**TASK INSTRUCTIONS:**
Of all the entries below, retype only the lines from the one with "- Task: locate every window blind visible" through the one with "- Task: locate every denim", exactly as they appear.

**Collected data:**

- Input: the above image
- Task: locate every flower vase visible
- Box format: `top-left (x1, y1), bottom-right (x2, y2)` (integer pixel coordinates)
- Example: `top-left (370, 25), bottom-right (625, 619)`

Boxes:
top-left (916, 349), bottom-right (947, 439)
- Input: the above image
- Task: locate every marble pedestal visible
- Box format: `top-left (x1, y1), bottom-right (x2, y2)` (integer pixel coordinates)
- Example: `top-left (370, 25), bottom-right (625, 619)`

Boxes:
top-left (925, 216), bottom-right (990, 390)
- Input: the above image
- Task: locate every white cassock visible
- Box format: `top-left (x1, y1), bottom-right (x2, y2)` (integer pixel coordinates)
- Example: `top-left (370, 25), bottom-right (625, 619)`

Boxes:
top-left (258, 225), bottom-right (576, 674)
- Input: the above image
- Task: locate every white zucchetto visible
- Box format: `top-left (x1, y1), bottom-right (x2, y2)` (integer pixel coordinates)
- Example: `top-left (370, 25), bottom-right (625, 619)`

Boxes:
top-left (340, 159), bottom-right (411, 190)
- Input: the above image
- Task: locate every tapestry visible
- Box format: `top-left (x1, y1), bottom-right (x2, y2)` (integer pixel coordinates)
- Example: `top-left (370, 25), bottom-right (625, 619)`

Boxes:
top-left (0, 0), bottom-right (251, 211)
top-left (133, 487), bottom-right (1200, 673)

...

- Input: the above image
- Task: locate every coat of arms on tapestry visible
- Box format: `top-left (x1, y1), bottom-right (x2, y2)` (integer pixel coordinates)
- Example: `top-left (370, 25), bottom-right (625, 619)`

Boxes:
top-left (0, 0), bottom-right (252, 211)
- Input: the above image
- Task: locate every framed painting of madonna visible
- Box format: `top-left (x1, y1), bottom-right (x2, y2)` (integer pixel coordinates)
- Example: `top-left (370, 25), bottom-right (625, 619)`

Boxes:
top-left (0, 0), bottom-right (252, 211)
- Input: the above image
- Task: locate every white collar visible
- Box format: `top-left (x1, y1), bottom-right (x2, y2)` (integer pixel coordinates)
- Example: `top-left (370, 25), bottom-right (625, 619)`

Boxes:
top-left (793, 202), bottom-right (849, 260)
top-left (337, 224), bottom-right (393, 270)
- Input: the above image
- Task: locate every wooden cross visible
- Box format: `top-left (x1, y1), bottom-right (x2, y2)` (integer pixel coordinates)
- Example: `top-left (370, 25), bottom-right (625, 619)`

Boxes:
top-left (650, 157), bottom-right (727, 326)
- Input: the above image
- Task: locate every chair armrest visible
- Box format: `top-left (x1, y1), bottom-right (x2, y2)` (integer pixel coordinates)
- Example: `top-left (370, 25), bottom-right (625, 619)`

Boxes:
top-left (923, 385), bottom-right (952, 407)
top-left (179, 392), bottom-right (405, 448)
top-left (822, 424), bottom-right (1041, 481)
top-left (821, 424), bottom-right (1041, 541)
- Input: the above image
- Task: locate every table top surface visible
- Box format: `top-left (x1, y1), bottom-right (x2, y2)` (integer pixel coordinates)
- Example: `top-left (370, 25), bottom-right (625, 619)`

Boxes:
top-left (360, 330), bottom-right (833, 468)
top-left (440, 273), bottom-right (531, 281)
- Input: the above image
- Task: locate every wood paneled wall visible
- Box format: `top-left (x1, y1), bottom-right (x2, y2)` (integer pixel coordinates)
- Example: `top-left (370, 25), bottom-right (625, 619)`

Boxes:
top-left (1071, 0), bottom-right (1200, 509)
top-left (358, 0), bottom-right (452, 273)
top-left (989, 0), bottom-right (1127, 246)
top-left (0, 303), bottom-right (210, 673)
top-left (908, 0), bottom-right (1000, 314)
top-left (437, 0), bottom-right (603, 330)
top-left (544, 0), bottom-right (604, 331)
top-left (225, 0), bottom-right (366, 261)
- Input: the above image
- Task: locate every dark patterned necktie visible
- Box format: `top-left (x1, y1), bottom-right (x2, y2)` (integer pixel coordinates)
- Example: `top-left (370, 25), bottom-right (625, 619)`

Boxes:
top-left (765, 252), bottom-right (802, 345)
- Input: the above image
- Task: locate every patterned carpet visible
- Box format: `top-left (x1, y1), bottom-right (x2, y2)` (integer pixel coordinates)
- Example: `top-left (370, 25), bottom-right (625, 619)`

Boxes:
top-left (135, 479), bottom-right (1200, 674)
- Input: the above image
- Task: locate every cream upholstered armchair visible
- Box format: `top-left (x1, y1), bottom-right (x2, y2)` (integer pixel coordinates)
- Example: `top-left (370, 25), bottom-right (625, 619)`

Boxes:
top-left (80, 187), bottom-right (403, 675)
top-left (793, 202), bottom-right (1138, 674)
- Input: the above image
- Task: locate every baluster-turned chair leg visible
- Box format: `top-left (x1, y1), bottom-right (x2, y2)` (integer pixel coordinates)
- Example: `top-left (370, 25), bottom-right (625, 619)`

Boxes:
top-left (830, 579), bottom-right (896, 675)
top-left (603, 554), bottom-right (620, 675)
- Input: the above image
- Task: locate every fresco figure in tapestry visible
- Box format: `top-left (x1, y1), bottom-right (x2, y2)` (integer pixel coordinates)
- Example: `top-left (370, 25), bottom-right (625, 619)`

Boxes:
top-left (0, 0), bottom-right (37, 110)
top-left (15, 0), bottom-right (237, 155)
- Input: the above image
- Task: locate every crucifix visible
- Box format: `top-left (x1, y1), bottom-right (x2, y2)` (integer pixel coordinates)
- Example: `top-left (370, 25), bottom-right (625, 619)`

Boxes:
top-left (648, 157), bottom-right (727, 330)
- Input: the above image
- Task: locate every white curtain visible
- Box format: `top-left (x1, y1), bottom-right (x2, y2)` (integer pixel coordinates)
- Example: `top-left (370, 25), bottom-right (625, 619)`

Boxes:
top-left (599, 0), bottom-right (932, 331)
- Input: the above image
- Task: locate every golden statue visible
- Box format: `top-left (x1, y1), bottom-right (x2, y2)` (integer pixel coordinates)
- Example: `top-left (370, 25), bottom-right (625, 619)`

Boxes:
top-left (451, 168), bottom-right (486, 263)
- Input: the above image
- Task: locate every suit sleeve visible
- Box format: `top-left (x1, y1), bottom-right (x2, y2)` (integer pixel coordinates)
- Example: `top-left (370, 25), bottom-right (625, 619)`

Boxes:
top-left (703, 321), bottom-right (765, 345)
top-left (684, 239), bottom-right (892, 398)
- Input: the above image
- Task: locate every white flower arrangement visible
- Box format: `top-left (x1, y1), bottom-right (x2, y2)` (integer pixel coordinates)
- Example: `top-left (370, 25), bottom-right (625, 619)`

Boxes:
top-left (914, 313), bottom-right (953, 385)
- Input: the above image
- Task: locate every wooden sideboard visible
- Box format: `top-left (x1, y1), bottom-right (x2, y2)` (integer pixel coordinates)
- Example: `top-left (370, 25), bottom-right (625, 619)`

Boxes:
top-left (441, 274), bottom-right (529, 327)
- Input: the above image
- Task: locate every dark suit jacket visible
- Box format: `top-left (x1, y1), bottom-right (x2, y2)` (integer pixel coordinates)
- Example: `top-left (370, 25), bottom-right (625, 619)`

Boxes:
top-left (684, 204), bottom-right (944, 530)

--

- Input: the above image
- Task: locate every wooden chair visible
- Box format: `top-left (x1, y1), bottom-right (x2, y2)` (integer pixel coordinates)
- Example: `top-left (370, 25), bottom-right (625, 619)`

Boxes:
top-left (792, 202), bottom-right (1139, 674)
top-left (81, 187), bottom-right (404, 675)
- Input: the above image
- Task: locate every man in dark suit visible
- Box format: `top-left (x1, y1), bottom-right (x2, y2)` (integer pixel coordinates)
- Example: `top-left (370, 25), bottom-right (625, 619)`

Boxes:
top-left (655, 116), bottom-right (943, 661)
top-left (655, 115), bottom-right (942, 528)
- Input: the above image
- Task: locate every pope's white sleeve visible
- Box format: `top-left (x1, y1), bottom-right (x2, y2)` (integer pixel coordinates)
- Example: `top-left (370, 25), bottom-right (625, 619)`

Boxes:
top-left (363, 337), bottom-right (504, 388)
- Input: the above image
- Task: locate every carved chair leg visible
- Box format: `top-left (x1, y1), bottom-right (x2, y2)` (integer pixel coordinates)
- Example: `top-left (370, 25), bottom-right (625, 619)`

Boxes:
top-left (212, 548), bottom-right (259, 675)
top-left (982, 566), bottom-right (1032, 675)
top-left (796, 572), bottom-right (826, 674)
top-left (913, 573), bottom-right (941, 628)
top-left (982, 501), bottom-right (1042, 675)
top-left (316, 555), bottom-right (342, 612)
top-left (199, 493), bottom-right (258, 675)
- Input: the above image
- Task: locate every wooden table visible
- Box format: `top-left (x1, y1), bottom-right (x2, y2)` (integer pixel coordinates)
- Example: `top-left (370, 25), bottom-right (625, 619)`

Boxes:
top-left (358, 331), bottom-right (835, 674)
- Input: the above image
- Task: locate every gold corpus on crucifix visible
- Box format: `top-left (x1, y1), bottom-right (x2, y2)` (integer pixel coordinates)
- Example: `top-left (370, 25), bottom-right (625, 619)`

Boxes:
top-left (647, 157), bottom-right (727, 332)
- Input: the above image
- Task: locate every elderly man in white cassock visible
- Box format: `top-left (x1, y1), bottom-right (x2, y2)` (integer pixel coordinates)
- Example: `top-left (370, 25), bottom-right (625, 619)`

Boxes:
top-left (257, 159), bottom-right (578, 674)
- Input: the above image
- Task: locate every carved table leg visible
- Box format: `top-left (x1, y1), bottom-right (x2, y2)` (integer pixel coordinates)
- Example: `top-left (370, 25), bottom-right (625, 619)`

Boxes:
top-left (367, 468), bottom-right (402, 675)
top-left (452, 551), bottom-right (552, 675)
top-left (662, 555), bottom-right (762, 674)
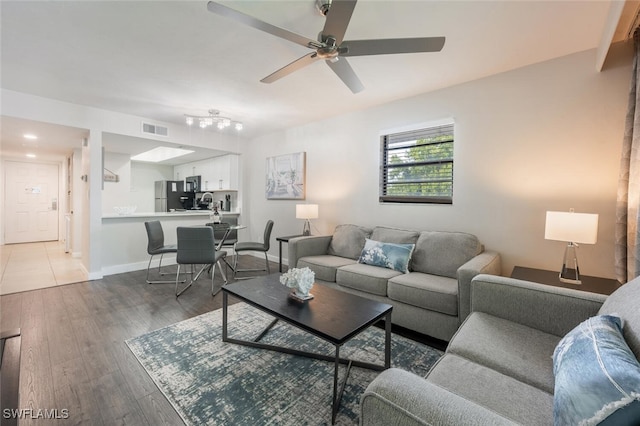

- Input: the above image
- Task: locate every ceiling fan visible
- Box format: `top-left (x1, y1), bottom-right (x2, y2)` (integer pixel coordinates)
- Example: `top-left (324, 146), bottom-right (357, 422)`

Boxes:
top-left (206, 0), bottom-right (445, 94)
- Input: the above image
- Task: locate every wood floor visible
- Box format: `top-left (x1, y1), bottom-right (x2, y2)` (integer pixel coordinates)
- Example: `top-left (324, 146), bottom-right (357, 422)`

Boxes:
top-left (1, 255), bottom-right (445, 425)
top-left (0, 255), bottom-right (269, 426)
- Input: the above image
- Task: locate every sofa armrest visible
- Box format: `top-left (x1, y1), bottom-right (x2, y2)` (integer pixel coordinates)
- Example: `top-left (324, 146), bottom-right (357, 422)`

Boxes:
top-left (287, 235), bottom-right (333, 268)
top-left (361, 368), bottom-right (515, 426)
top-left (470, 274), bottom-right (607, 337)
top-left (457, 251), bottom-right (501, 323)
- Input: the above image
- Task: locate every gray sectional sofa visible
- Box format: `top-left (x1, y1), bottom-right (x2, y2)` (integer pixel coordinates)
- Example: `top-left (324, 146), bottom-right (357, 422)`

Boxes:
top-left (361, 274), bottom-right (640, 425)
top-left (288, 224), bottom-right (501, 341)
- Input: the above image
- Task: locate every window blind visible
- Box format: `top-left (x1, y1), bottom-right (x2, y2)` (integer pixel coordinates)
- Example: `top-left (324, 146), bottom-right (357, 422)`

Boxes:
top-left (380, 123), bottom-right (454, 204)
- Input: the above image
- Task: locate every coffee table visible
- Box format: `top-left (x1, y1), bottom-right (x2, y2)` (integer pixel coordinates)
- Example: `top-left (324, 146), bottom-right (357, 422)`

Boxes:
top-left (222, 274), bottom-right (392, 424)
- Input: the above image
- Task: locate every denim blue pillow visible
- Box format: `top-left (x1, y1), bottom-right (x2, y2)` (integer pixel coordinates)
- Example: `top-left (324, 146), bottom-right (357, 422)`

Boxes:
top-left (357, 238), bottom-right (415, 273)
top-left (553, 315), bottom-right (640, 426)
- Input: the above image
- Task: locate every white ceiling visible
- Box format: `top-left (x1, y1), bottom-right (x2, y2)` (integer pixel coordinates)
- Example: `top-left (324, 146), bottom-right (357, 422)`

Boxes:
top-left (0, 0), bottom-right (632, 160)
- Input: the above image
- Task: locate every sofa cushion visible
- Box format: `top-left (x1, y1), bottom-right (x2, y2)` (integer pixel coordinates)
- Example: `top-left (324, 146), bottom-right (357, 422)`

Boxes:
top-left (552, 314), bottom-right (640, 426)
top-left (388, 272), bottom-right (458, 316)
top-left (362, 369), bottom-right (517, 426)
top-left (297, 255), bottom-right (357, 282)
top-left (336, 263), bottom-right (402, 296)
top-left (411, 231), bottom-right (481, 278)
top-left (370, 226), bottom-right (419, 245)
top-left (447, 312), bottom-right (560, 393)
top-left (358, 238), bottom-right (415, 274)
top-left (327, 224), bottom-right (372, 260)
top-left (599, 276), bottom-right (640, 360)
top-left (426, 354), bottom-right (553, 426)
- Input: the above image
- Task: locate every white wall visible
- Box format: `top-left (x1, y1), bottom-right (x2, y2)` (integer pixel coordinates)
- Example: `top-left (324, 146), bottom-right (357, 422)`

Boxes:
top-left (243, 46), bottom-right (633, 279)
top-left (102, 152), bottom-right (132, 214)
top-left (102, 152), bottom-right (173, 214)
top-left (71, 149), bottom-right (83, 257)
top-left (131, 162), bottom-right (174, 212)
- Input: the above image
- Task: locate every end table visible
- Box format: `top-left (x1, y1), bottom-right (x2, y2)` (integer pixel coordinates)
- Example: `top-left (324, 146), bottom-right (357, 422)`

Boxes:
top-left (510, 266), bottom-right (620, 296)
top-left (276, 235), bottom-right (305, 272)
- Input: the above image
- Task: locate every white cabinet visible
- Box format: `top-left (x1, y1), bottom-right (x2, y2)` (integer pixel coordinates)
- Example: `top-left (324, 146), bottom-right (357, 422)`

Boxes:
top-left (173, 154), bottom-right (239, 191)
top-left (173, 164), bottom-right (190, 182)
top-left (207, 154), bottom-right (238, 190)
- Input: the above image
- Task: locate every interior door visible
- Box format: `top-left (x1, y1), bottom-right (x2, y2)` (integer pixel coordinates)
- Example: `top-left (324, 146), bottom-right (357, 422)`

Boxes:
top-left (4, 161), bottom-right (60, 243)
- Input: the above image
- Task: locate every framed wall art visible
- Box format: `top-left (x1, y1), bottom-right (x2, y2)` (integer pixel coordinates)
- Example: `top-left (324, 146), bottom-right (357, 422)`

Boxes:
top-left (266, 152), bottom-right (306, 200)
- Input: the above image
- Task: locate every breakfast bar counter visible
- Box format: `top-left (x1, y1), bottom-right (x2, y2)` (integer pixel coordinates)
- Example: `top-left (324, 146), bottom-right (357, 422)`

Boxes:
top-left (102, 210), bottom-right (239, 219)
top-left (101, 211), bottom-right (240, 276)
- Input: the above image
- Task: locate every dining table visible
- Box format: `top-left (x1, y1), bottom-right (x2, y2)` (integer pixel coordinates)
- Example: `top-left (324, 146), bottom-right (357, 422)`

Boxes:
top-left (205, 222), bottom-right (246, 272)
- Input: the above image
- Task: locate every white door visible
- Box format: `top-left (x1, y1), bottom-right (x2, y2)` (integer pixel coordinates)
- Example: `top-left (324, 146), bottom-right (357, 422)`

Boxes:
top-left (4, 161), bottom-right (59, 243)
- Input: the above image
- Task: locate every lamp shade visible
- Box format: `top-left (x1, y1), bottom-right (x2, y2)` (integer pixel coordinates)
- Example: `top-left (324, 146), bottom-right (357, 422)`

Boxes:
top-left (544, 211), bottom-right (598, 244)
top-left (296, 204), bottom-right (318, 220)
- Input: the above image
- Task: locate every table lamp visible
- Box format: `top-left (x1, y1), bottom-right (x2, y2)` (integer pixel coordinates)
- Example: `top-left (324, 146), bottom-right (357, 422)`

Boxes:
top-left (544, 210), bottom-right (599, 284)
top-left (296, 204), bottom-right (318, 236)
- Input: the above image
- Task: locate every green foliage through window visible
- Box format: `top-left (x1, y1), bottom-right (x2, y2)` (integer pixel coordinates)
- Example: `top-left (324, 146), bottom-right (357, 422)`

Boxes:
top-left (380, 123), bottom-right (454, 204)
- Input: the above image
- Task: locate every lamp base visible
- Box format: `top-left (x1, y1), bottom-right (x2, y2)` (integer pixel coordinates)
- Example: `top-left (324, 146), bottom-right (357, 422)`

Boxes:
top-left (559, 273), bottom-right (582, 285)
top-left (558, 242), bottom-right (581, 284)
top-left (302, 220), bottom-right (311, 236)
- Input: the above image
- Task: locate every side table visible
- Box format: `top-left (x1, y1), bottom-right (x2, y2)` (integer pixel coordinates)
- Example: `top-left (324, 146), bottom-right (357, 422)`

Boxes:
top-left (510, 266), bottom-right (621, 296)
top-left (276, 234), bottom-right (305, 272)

**ANSWER SPACE:**
- Task: locate every window blind visible
- Box format: `top-left (x1, y1), bottom-right (x2, y2)` (integer pixel coordinates)
- Example: `top-left (324, 146), bottom-right (357, 422)`

Boxes:
top-left (380, 123), bottom-right (454, 204)
- Input: the above image
- Task: locate every coffee table visible
- Box format: `top-left (x1, y1), bottom-right (x2, y2)` (integer pixel coordinates)
- Example: `top-left (324, 146), bottom-right (357, 422)`

Boxes:
top-left (222, 274), bottom-right (392, 424)
- Input: the above image
- Task: locate every denim blue pillow visible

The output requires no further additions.